▶ **Entries supplied**
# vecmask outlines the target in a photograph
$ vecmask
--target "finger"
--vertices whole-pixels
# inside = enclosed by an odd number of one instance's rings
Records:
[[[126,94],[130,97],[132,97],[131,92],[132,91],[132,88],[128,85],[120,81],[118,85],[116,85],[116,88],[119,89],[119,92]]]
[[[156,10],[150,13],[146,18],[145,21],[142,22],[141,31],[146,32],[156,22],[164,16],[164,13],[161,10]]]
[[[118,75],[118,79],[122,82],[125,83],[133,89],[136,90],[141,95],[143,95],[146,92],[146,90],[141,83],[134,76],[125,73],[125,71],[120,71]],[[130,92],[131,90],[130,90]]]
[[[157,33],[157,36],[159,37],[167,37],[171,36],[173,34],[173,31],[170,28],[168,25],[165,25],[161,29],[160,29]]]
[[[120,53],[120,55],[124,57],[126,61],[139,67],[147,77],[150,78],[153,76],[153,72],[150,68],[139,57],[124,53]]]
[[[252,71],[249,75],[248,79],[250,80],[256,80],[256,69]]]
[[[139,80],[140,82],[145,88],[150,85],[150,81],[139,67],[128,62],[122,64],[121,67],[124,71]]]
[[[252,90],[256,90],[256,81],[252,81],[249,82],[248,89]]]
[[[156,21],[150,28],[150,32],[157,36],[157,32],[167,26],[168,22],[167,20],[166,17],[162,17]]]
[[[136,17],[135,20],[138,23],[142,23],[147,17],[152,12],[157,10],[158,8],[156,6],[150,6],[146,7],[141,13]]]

▶ **What is needed**
Above are some records; extract every one of them exactly.

▶ **Solution below**
# vecmask outlines the target in a photograph
$ vecmask
--target "finger"
--vertices whole-pixels
# inside = enclosed by an odd number of one instance's rings
Records:
[[[126,94],[130,97],[132,97],[131,92],[132,91],[132,88],[128,85],[120,81],[118,85],[116,85],[116,88],[119,89],[119,92]]]
[[[156,10],[150,13],[146,18],[145,21],[142,22],[141,31],[146,32],[156,22],[164,16],[164,13],[161,10]]]
[[[118,75],[118,79],[122,82],[125,83],[133,89],[136,90],[141,95],[143,95],[146,92],[146,90],[141,83],[134,76],[125,73],[125,71],[120,71]],[[130,92],[131,90],[130,90]]]
[[[157,33],[157,36],[159,37],[167,37],[171,36],[173,34],[173,31],[170,28],[168,25],[165,25],[161,29],[160,29]]]
[[[120,53],[120,55],[124,57],[126,61],[139,67],[147,77],[150,78],[153,76],[153,72],[150,68],[139,57],[124,53]]]
[[[252,71],[249,75],[248,79],[250,80],[256,80],[256,69]]]
[[[139,80],[140,82],[145,88],[150,85],[150,81],[139,67],[128,62],[122,64],[121,67],[124,71]]]
[[[252,90],[256,90],[256,81],[252,81],[249,82],[248,89]]]
[[[156,21],[150,28],[150,32],[157,36],[157,32],[167,26],[168,22],[167,20],[166,17],[162,17]]]
[[[136,17],[135,20],[138,23],[142,23],[147,17],[152,12],[157,10],[158,8],[156,6],[150,6],[146,7],[141,13]]]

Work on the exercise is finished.